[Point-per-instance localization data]
***

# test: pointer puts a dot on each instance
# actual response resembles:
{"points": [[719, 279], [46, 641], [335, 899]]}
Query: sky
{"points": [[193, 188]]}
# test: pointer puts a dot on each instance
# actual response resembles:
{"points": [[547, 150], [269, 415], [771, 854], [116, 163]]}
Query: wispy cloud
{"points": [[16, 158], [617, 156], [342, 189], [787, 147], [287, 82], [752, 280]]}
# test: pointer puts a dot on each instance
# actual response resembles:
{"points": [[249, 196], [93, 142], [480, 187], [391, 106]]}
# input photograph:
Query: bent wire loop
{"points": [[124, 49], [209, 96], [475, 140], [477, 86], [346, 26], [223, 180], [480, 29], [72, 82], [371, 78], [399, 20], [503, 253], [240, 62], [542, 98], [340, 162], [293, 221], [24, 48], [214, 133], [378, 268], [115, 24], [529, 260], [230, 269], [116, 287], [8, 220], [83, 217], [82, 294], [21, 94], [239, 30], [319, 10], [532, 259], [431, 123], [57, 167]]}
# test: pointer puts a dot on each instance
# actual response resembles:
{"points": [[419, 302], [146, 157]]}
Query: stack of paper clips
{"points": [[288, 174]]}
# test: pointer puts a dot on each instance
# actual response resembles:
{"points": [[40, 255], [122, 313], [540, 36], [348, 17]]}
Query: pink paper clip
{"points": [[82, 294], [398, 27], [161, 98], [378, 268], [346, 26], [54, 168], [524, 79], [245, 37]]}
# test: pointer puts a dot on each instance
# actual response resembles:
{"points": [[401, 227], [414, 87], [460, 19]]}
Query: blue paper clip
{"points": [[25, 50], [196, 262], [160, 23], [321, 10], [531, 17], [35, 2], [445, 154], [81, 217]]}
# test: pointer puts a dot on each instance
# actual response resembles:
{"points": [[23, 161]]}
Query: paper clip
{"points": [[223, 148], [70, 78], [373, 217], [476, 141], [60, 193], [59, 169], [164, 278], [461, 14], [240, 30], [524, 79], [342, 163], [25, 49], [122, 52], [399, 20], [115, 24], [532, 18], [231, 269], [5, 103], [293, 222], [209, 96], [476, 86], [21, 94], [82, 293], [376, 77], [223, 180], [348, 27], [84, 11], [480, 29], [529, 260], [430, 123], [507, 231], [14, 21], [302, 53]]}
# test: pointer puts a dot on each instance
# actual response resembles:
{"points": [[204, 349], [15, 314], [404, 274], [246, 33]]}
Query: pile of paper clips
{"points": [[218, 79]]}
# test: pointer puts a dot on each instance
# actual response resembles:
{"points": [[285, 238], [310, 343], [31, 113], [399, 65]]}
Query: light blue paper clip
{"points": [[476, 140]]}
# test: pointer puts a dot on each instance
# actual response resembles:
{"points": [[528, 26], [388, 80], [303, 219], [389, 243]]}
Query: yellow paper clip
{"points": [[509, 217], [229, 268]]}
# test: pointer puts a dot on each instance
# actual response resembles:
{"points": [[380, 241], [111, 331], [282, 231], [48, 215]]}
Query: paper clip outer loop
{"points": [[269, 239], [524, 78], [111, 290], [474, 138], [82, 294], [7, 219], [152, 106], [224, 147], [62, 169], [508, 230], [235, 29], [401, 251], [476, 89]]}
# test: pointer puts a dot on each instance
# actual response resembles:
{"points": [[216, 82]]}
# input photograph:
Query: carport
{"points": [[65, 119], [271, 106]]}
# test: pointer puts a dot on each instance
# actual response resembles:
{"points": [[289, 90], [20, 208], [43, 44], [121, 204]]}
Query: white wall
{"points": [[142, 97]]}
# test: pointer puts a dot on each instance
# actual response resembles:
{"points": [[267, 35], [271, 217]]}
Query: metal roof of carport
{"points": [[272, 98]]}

***

Retype each entry exactly, leaving none of them out.

» Solution to this task:
# test: pointer puts a dot on each instance
# actual response resembles:
{"points": [[719, 279], [46, 641], [335, 899]]}
Query: sky
{"points": [[193, 188]]}
# test: pointer puts a dot on each instance
# actual response resembles:
{"points": [[547, 150], [269, 415], [771, 854], [116, 163]]}
Query: wispy cloud
{"points": [[16, 158], [617, 156], [342, 189], [787, 147], [287, 82], [752, 280]]}
# test: pointer puts a dot on each instance
# actual response resembles:
{"points": [[249, 196], [93, 142], [480, 187], [391, 106]]}
# input photograph:
Query: bent wire loop
{"points": [[124, 49], [209, 96], [475, 140], [477, 86], [346, 26], [223, 180], [480, 29], [72, 82], [371, 78], [399, 20], [503, 253], [240, 62], [542, 98], [340, 162], [293, 221], [24, 48], [214, 133], [378, 268], [115, 24], [529, 260], [230, 269], [116, 287], [8, 220], [83, 217], [82, 294], [21, 94], [239, 30], [319, 10], [532, 259], [431, 123], [57, 167]]}
# test: pointer puts a dot on each instance
# actual response resembles:
{"points": [[419, 302], [146, 157]]}
Query: stack of paper clips
{"points": [[288, 174]]}
# test: pointer puts a dot on each instance
# actual response resembles:
{"points": [[40, 255], [122, 313], [540, 36], [348, 17]]}
Query: pink paper clip
{"points": [[82, 294], [398, 27], [161, 98], [378, 268], [346, 26], [54, 168], [524, 79], [245, 37]]}
# test: pointer puts a dot on each instance
# actual response resembles:
{"points": [[401, 227], [414, 87], [460, 19]]}
Query: blue paper clip
{"points": [[25, 50], [196, 262], [160, 23], [321, 10], [531, 17], [35, 2], [445, 154], [81, 217]]}
# test: pointer puts a dot on each instance
# actual response resembles:
{"points": [[23, 161]]}
Query: paper clip
{"points": [[223, 148], [70, 78], [373, 217], [476, 141], [60, 193], [59, 169], [164, 278], [461, 14], [240, 30], [524, 79], [342, 163], [25, 49], [122, 52], [399, 20], [115, 24], [532, 18], [231, 269], [5, 103], [293, 222], [209, 96], [476, 86], [21, 94], [82, 293], [376, 77], [223, 180], [348, 27], [84, 11], [480, 29], [529, 260], [430, 123], [507, 231], [14, 21], [302, 53]]}
# test: pointer puts a dot on each instance
# actual response resembles:
{"points": [[204, 349], [15, 314], [404, 274], [246, 33]]}
Query: pile of paper clips
{"points": [[218, 79]]}
# test: pointer puts a dot on each instance
# actual response resembles:
{"points": [[285, 238], [310, 343], [31, 113], [399, 65]]}
Query: light blue paper clip
{"points": [[476, 140]]}
# test: pointer puts a dot on each instance
# actual response resembles:
{"points": [[528, 26], [388, 80], [303, 219], [389, 243]]}
Query: yellow paper clip
{"points": [[509, 217], [229, 268]]}
# test: pointer puts a dot on each instance
# actual response resembles:
{"points": [[380, 241], [111, 331], [282, 231], [48, 215]]}
Query: paper clip outer loop
{"points": [[269, 239], [524, 78], [111, 290], [474, 138], [82, 294], [7, 219], [152, 106], [224, 147], [62, 169], [508, 230], [235, 29], [401, 251], [476, 89]]}
# test: pointer puts a dot on each instance
# actual response resembles:
{"points": [[216, 82]]}
# input photograph:
Query: carport
{"points": [[65, 119], [271, 106]]}
# test: pointer puts a dot on each instance
# actual response resembles:
{"points": [[289, 90], [20, 208], [43, 44], [121, 204]]}
Query: white wall
{"points": [[142, 97]]}
# test: pointer puts a dot on each instance
# actual response resembles:
{"points": [[267, 35], [271, 217]]}
Query: metal roof of carport
{"points": [[272, 98]]}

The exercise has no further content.